WORK REQUIRED
When a picture appears among the records, leave it out, and copy all else exactly.

TASK INPUTS
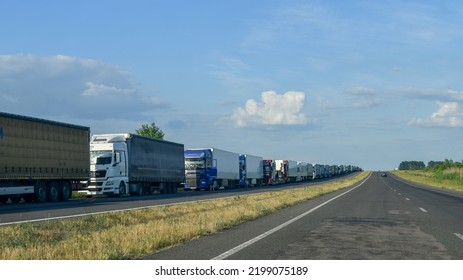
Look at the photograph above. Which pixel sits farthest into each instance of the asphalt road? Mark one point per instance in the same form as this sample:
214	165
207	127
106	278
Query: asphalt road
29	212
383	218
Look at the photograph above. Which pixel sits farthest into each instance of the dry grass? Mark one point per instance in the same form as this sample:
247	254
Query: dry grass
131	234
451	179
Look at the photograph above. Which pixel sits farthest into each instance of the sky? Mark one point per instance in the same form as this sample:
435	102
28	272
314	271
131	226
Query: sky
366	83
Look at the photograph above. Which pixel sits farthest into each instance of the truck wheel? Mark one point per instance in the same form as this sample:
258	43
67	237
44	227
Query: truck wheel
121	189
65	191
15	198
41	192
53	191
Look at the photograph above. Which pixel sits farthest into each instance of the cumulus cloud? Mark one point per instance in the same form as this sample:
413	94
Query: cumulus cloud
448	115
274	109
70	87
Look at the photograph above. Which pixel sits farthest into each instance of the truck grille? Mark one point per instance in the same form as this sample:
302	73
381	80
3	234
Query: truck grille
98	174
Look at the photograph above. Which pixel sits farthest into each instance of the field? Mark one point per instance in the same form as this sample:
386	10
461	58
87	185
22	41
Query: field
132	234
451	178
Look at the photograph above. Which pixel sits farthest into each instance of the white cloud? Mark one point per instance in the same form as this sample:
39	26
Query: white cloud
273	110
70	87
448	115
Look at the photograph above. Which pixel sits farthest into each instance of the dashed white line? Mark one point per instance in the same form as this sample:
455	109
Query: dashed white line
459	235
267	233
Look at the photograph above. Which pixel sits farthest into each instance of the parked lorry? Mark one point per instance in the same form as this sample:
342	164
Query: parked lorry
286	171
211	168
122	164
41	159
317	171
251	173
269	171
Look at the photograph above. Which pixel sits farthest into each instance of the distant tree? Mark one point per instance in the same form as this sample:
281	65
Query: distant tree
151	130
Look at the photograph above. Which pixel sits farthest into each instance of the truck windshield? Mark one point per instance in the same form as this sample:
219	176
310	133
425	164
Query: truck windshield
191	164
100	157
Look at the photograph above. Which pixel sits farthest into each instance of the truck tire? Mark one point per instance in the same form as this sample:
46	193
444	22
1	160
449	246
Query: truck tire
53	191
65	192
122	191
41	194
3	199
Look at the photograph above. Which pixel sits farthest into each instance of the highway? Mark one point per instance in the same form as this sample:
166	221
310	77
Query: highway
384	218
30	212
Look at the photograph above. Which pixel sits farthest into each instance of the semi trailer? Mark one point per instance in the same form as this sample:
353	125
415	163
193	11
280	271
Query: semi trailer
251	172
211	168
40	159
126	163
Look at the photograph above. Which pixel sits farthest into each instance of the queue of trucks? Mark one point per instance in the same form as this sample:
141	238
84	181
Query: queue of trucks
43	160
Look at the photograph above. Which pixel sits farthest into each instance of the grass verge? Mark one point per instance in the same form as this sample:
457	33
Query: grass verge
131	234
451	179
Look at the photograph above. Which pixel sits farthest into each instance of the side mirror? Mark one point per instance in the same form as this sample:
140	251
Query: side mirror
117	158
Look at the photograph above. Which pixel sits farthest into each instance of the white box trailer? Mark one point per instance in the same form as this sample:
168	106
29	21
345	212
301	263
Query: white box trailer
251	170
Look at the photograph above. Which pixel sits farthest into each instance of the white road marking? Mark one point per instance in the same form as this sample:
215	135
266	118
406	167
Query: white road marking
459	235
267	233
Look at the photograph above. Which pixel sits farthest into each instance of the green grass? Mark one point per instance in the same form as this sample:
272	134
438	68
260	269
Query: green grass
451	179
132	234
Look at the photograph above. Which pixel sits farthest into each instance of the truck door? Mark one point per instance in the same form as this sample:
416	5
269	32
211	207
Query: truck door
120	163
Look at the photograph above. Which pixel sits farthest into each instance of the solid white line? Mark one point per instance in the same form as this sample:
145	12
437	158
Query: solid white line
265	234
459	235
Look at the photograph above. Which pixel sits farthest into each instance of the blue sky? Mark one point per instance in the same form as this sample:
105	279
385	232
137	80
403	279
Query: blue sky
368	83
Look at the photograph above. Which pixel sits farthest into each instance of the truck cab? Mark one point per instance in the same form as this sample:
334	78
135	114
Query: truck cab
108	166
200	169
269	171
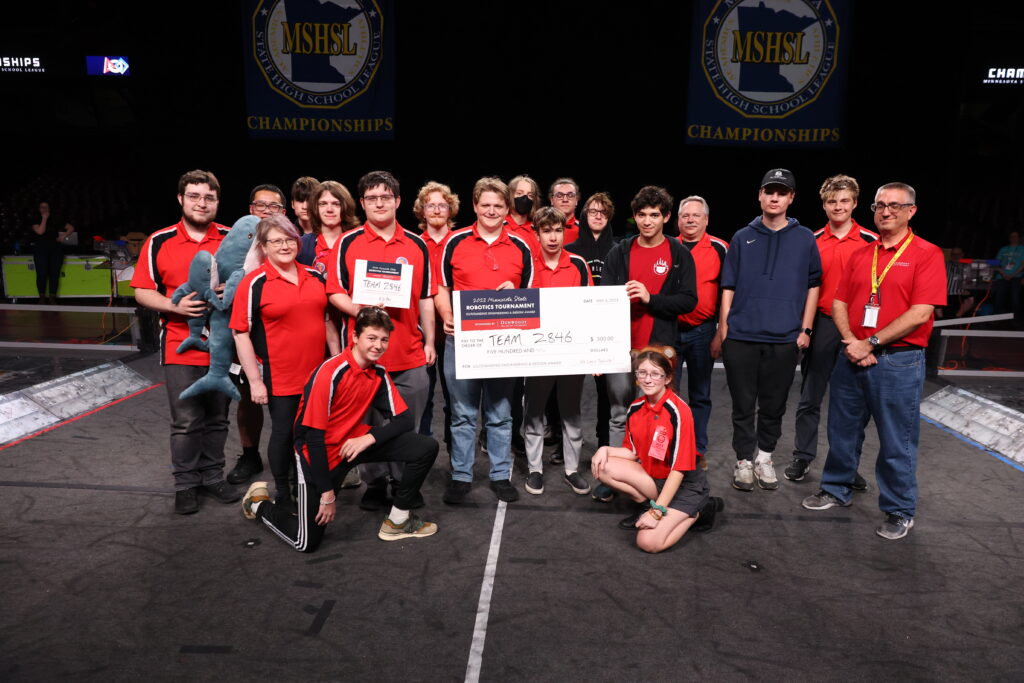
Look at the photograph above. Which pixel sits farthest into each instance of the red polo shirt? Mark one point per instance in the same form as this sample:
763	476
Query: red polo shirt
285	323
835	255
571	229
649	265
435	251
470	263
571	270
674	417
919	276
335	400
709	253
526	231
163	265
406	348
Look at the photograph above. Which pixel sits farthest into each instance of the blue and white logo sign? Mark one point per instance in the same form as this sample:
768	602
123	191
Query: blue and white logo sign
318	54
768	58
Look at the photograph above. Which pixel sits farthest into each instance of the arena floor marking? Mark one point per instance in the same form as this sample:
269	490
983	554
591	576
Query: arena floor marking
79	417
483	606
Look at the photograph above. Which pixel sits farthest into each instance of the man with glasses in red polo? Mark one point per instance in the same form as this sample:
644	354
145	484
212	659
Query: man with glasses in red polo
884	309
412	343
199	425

TASK OUTPUT
Look at the photograph above. Which pixel sits farthest into each instance of the asphalt road? Mark one point per instance in the same form as this sample:
214	165
207	127
106	278
Query: asphalt road
29	212
383	218
Look at the photograph above. Which pixel sits farthest into each instance of the dry grass? Mark one point per instance in the same form as this sample:
247	254
Query: dry grass
131	234
451	179
Look at the photograph above. Which pixel sits farthest into each instance of the sky? Mark one point per instance in the same form as this sample:
435	102
28	272
314	271
131	226
Query: sky
366	83
Look at the photograph above. Which pixel sits farthest into each instance of the truck wheel? Mark one point per instance in the same form as this sample:
258	43
67	237
44	227
Query: truck wheel
121	189
65	191
15	198
41	192
53	191
Look at the photograph above. Which pixel sits farthest into each instance of the cumulus cloud? Mark one point per instance in the same form as this sample:
413	94
Query: cumulus cloud
448	115
274	109
70	87
Look at the photograph above. Which pixel sits farthest into each instance of the truck grille? Mark one point per instance in the same form as this sample:
302	73
381	80
3	234
Query: truck grille
98	174
Look at the photograph above. Which pixel sits farthest into each instance of the field? Mark one point per instance in the same form as this sample:
386	10
461	58
87	185
22	41
Query: field
132	234
451	178
Look at the photograph above. Which pixel sits farthest into each instance of the white cloud? Mark one point per instance in the same form as this sample:
39	26
Query: white cloud
273	110
70	87
448	115
Look at the photograph above. Which pixel sits farthest into each instance of the dashed white line? Mark one point per instance in the same form as this sample:
455	109
Query: dashed white line
459	235
267	233
Look at the photograph above. Which pixel sits farthest into each instance of the parked lorry? Mark one point per instance in the same form as this sample:
342	164
Query: parked lorry
286	171
211	168
122	164
41	159
317	171
251	173
269	171
Look at the photograph above. Which pixel sits farthest into each instance of the distant tree? Mark one point per instance in the same form as this sample:
281	65
Query: distant tree
151	130
Look at the photograph above. Which pixel sits farthest into each instance of the truck windshield? Mark one point per instance in the same form as this sample:
219	176
310	133
425	164
Query: truck windshield
191	164
100	157
Look at the photograph above. Which pixel sits farthest into each instance of the truck tire? Mark one point per instance in the same form as this sample:
46	193
444	22
1	160
449	246
Query: truck tire
53	191
65	192
122	191
41	194
3	199
Look at the photograph above. Which pixel sits farthest into each instance of the highway? Mark one point per instance in the same form as this sample:
166	221
310	77
Query: highway
384	218
30	212
Look at the photograph above. Which pixel sits farthest into each instance of the semi trailer? Mark one point per instance in the same form as this sample:
353	125
415	163
193	11
280	271
Query: semi trailer
251	172
211	168
40	159
126	163
Look at the photograph above. Which pixel sits farthest into each instance of the queue of trucks? Mark one point per instance in the same form as this sample:
141	238
84	181
Query: queue of trucks
43	160
Look at the photograph above. Which pixel sits farthest into each instance of the grass verge? Mark one point per instance in the same form as this sample:
457	33
Query: grass verge
131	234
451	179
Look at the photograph above. Which pixel sits farthest into each instance of the side mirror? Mark one point per instance in the same form as this sample:
140	251
Query: side mirror
117	158
Look at the photograph above. Which pixel sits farthest into each instance of the white box trailer? Mark one point per instance in the same form as this sample:
168	106
29	21
345	212
301	263
Query: white box trailer
251	170
Look at the photograph above. Which pixel sits farthest into each instance of the white road marking? Mark one point per instance in the same form as this sample:
215	135
266	118
406	167
Query: white road marking
459	235
267	233
Look at the photograph above. Which pixel sits farthest into each instance of the green grass? Mark one point per instance in the same form as this sample:
272	134
438	68
260	269
Query: green grass
451	179
132	234
Look at the photograph above. Which pixel sits farthest into each instance of the truck door? Mark one point per instance in the same form as this sample:
416	5
269	32
211	207
Query: truck door
120	163
Look at the photograph above. Which pixel sits farthest into each instance of the solid white line? Mark one point per instance in the same form as this sample:
145	12
437	158
Query: solid white line
265	234
459	235
Look at the photograph above. Which pixel sits farthest into each instance of the blue sky? Mark one point per instance in the same form as this sample:
105	279
385	232
137	80
403	279
Query: blue sky
368	83
Look at the photograph above. Which pixel sits farthest into each instance of the truck cab? Mark one point per instance in the same form as this sample:
334	78
135	114
Query: truck cab
108	166
200	169
269	171
Look at the photograph above. Which pixel sits farthest into each instance of the red polo shirt? Mark one point per instance in the same form as this sample:
763	476
Query: red polo shirt
285	323
835	255
571	229
649	265
435	251
470	263
571	270
674	417
919	276
335	400
709	253
526	231
163	265
406	348
Look at the photograph above. Which pixel sits farthest into each instance of the blue and white logo sign? Mark one point per instance in the same form as this sample:
768	602
123	191
Query: blue and white logo sign
318	54
768	58
Look at the photograph above. Which pixel sits farthest into each instance of the arena floor marking? Mark one point per instance in the same form as this sample:
269	490
983	554
591	576
Query: arena floor marking
79	417
483	606
Look at the photograph above. Which pixel sits farthest into each instance of the man with glasses in red polo? Mark one point per instance in the same form as this sample:
644	354
145	484
212	659
Query: man with glasses in red polo
884	309
412	343
199	425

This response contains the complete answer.